Zuvor hatte UN-Generalsekretär Ban Ki Moon die Syrien-Krise als „drängendstes Thema dieses Zeit“ bezeichnet: „Wir kämpfen seit mehr als einem Jahr um den Frieden. Aber die Zahl der Toten steigt dennoch jeden Tag.“ Die Menschen würden Opfer von furchtbarer Gewalt, einschließlich Vergewaltigungen. Städte und Wohngebiete seien in Kriegsgebiete verwandelt worden. „Mehr als eine Million Menschen braucht humanitäre Hilfe, Zehntausende sind in Nachbarländer geflüchtet. Wir dürfen das syrische Volk nicht alleinlassen!“
Die Organisation Syrischer Menschenrechtsbeobachter meldete unterdessen heftige Gefechte zwischen Regierungstruppen und Deserteuren im nördlichen Umland von Aleppo. Drei Soldaten seien getötet worden. In zwei Ortschaften seien die angreifenden Soldaten über die Lautsprecher der Moscheen zur Fahnenflucht aufgerufen worden. In Anadan nordwestlich von Aleppo seien rund 100 Soldaten desertiert. Sie hätten dann den Weg für Flüchtlinge freigekämpft.
====
* _AUFGABE_
Schreib den Text über die Kämpfe in Syrien weiter, und zwar ab seinem letzten Satz. Die folgenden Einträge haben mit dem Text nichts zu tun.
====
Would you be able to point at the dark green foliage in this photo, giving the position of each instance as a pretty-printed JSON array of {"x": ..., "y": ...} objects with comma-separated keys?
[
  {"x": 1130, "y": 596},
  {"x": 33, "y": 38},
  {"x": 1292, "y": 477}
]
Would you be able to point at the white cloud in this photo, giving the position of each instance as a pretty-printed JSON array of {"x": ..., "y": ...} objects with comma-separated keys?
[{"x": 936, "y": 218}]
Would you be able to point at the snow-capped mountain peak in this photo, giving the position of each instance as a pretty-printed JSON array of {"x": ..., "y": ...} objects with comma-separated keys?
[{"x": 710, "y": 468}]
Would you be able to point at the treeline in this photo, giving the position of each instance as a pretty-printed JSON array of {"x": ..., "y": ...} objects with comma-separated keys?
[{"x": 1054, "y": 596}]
====
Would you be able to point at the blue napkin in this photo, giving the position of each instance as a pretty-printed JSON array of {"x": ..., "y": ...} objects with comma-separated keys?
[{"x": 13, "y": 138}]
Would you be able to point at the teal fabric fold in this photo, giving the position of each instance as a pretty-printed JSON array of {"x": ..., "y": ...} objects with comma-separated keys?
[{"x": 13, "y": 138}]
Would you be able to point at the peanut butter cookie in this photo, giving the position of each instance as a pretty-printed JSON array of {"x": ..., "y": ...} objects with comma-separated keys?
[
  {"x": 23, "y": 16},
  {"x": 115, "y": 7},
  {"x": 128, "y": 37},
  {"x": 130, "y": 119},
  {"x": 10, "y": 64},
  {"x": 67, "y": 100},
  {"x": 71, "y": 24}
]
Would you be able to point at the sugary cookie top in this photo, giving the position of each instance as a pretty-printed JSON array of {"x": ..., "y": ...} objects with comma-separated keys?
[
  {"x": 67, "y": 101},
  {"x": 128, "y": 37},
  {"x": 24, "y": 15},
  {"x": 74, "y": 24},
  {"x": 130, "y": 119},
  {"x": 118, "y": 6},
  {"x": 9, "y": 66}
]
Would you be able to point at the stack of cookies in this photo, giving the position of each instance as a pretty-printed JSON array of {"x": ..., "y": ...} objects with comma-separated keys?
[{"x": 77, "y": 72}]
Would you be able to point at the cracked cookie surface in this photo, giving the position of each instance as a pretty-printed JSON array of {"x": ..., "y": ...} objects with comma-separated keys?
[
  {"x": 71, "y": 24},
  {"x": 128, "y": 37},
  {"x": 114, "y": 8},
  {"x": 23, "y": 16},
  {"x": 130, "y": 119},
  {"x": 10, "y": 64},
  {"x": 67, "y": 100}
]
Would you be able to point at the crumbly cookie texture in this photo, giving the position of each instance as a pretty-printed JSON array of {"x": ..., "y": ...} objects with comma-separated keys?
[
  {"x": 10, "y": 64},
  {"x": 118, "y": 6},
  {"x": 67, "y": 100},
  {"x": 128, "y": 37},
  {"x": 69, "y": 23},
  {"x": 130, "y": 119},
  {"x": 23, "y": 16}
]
====
* _ANTWORT_
Aktivisten in Duma im Umland von Damaskus berichteten, die Armee habe die Stadt am Morgen mit Panzern angegriffen. „Die Zivilisten sind in Panik, Kinder weinen, überall hört man Schreie“, hieß es. Am Vortag sollen landesweit 92 Menschen von den Regierungstruppen getötet worden sein. Am Donnerstag zählte Regimegegner 31 Tote. Wegen der Medienblockade durch die Regierung sind derartige Angaben oft nicht von unabhängiger Seite zu überprüfen. Unterdessen stieg die Zahl der in die Türkei geflüchteten Syrer auf fast 21 000 Menschen.
Unterhändler Annan will am 11. April nach Teheran reisen, um mit der iranischen Regierung über den Konflikt zu sprechen. Der Iran ist in der Region der engste Verbündete des Assad-Regimes.